DATA EXTRACTS Start Marker

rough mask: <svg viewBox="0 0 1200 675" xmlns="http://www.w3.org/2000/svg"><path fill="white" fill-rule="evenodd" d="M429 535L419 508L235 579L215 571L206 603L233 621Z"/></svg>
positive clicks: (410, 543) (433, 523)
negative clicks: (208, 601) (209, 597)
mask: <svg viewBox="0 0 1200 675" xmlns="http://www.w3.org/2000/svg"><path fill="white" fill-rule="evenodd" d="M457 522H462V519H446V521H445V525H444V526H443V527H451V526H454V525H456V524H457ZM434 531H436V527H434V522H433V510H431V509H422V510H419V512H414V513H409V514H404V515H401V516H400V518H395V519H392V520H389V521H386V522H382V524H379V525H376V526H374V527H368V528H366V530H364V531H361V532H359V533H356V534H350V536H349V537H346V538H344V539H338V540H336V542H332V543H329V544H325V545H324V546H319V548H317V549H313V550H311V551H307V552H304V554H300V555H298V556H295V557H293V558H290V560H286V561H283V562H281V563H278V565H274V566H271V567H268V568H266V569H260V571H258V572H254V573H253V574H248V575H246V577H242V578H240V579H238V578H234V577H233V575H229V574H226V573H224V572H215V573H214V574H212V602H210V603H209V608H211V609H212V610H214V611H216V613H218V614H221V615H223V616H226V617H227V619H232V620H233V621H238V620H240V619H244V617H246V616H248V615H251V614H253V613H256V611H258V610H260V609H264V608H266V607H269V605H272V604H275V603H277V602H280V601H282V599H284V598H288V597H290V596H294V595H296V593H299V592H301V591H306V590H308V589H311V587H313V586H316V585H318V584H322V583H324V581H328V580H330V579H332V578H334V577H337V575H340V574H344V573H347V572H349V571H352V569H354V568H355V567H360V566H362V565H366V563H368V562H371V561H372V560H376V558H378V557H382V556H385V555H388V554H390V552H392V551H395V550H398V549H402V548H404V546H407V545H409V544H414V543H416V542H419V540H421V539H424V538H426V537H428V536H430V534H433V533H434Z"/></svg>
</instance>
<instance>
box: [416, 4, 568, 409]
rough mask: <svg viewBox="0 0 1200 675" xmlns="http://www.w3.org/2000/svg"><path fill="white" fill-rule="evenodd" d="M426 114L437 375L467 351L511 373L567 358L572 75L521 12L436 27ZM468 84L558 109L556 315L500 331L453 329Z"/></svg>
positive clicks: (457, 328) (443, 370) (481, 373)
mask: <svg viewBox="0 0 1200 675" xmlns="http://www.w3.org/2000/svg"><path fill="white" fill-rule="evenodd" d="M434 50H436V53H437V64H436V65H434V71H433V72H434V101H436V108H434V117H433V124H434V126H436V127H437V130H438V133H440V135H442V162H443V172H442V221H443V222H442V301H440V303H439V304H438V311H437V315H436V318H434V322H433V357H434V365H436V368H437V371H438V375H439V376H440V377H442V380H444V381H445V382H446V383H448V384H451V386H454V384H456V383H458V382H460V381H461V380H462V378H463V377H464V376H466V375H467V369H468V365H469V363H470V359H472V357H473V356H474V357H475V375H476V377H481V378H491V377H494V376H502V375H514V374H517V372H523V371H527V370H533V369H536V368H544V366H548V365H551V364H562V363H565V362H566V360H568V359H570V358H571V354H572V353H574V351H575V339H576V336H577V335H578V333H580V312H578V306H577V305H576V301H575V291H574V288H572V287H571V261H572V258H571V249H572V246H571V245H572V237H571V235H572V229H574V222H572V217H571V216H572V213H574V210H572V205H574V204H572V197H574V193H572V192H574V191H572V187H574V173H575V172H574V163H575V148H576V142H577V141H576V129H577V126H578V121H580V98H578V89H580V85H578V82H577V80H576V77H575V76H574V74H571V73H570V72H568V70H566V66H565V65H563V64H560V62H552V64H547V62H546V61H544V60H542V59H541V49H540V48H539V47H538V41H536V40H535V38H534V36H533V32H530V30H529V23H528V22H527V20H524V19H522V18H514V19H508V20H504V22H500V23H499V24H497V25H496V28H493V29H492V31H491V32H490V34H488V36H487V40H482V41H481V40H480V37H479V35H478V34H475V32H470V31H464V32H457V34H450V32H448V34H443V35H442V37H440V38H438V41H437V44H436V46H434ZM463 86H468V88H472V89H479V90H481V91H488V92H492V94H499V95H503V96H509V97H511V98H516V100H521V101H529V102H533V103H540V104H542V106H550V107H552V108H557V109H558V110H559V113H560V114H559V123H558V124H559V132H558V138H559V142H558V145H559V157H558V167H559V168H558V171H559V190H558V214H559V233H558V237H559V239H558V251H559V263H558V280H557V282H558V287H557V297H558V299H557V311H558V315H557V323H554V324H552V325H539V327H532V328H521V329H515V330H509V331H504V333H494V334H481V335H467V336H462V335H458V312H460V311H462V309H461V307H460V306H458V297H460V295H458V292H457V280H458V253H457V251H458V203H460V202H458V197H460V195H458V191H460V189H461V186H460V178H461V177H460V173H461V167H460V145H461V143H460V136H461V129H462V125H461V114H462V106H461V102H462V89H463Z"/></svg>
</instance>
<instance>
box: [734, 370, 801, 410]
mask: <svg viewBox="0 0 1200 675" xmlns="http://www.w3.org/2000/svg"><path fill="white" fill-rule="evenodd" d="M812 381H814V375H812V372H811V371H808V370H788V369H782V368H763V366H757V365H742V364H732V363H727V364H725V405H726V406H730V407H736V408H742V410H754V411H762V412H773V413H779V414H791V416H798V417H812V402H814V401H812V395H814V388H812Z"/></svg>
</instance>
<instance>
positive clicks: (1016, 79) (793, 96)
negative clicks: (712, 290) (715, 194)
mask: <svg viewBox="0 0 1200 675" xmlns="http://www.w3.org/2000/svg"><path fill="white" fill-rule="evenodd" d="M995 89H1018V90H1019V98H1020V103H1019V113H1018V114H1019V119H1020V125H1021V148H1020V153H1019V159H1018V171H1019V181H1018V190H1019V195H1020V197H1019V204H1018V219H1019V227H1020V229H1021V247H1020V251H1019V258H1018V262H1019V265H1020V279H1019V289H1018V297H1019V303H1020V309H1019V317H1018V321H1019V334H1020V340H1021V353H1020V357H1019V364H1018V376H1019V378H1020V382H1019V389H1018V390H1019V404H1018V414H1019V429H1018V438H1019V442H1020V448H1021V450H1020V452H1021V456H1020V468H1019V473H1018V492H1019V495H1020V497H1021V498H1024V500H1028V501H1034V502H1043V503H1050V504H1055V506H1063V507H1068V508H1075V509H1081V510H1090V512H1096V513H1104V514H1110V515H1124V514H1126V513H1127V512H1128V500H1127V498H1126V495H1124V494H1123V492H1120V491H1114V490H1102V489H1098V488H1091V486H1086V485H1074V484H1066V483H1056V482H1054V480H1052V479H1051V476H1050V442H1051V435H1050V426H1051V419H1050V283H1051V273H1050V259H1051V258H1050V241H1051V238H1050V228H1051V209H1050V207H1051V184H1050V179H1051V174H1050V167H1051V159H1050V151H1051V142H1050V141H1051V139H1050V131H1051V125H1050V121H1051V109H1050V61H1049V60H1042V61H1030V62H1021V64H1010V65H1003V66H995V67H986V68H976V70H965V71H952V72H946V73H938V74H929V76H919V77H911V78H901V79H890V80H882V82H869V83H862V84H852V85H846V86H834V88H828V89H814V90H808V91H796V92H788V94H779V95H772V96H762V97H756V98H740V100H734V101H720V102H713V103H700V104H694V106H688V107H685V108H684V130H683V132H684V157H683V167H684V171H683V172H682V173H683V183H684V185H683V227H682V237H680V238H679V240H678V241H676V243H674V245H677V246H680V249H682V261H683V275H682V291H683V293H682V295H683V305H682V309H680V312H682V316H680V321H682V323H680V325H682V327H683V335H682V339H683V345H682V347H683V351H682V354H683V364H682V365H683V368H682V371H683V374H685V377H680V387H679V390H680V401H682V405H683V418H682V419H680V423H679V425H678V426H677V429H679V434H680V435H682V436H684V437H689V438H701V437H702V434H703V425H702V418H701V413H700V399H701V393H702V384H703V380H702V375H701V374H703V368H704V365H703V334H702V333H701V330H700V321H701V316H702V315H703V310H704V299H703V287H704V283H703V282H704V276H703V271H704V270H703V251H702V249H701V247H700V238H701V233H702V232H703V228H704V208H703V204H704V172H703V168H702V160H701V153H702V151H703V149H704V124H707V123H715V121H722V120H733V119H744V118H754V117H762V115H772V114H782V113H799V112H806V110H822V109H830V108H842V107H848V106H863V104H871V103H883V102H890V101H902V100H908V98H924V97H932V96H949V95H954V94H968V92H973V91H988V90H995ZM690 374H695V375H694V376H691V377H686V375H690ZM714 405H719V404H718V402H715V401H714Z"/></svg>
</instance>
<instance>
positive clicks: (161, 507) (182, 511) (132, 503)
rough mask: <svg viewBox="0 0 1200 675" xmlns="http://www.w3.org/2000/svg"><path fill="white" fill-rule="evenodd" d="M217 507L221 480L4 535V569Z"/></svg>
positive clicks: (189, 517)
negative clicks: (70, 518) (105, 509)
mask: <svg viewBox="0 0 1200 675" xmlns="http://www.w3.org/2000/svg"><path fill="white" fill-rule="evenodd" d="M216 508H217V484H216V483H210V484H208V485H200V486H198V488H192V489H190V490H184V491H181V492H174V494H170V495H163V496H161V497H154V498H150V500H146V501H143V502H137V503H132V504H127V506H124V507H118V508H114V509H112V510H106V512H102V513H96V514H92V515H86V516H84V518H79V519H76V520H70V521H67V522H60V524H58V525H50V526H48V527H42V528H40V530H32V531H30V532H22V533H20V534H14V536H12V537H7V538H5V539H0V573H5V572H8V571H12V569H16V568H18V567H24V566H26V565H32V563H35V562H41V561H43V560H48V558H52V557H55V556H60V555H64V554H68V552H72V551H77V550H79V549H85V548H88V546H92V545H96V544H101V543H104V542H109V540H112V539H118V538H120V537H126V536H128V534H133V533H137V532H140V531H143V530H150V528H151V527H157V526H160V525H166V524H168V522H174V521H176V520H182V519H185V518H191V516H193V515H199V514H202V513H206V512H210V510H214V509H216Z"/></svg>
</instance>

DATA EXTRACTS End Marker

In the answer, give the lines from the first line of the data through the line with "positive clicks: (410, 543) (433, 523)", exactly as they appear and with no additions.

rough mask: <svg viewBox="0 0 1200 675" xmlns="http://www.w3.org/2000/svg"><path fill="white" fill-rule="evenodd" d="M429 535L419 508L235 579L215 571L206 603L233 621Z"/></svg>
positive clicks: (410, 543) (433, 523)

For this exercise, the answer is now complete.